[Record excerpts]
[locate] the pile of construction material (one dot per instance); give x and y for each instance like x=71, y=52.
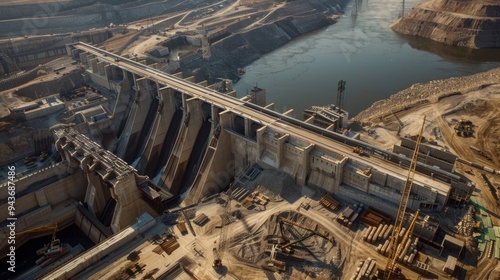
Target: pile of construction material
x=239, y=193
x=329, y=202
x=364, y=270
x=374, y=217
x=349, y=215
x=376, y=233
x=408, y=251
x=201, y=220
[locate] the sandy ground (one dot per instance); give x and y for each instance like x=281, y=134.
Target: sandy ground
x=475, y=98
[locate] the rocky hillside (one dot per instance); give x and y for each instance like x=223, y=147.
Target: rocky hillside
x=294, y=19
x=466, y=23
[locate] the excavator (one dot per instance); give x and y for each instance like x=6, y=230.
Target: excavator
x=54, y=248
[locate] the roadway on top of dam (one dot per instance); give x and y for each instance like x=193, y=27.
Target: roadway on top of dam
x=308, y=132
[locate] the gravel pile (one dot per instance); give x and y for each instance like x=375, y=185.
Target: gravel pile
x=276, y=185
x=427, y=92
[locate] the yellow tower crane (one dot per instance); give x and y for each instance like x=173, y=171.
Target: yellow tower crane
x=54, y=247
x=398, y=224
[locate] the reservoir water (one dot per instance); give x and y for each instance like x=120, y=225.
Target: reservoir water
x=375, y=61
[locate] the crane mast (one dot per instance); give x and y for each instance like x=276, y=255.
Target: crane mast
x=398, y=224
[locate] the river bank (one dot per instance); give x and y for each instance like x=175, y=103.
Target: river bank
x=286, y=23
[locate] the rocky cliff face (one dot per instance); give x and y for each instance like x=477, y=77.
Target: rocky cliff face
x=466, y=23
x=240, y=49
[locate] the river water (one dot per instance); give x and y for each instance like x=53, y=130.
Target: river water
x=375, y=62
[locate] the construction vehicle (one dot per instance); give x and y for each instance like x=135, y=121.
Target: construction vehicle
x=464, y=128
x=286, y=245
x=219, y=251
x=359, y=151
x=392, y=271
x=54, y=248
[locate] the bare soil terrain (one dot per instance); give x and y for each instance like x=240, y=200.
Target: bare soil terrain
x=444, y=103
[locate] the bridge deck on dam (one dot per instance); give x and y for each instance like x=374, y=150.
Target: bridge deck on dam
x=265, y=117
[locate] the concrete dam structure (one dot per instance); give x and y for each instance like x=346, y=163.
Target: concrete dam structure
x=169, y=137
x=192, y=139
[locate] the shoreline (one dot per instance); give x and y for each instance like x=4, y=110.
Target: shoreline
x=429, y=92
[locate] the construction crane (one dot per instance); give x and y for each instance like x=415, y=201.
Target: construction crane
x=219, y=250
x=54, y=247
x=398, y=224
x=205, y=43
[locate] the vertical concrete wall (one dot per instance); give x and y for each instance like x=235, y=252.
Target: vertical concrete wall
x=176, y=164
x=129, y=205
x=97, y=195
x=163, y=118
x=129, y=140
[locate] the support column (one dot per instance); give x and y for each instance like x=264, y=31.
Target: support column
x=93, y=65
x=261, y=146
x=301, y=178
x=248, y=127
x=281, y=149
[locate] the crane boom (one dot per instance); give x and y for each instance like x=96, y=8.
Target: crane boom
x=398, y=224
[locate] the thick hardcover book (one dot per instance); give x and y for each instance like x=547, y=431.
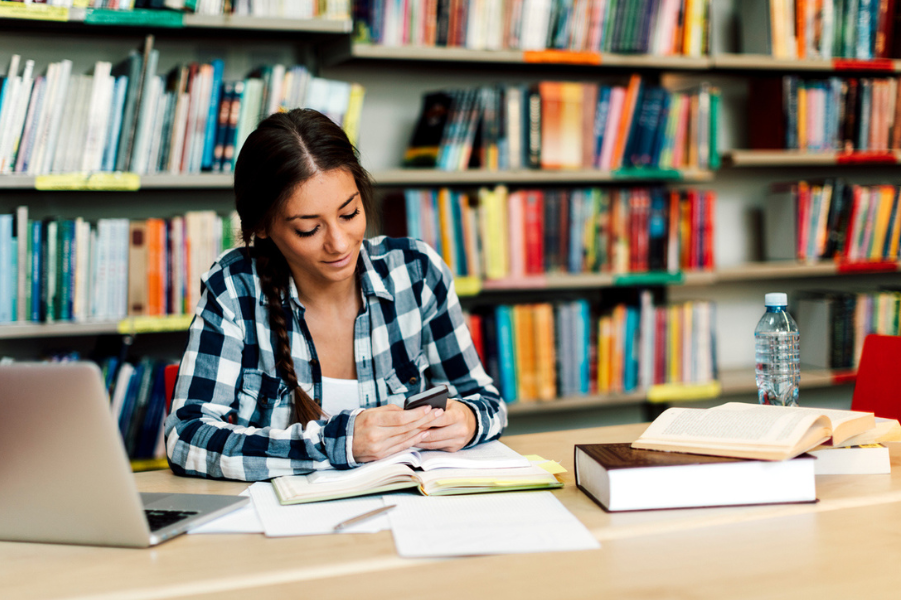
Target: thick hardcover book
x=620, y=478
x=742, y=430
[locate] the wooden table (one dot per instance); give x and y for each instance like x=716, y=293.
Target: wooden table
x=848, y=545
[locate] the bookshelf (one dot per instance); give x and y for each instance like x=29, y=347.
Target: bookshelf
[/Record excerpts]
- _Work instructions_
Skip every picture and return the lines above from the top through the one that contains "[locate] the rocky hillside".

- _Final answer_
[locate] the pile of construction material (one dot per instance); give x and y for each instance like x=71, y=52.
Target: pile of construction material
x=239, y=193
x=329, y=202
x=364, y=270
x=374, y=217
x=349, y=215
x=376, y=233
x=408, y=251
x=201, y=220
[locate] the sandy ground (one dot per instance); give x and y for each instance like x=281, y=134.
Target: sandy ground
x=475, y=98
[locate] the rocky hillside (one dot per instance); give x and y for each instance like x=223, y=147.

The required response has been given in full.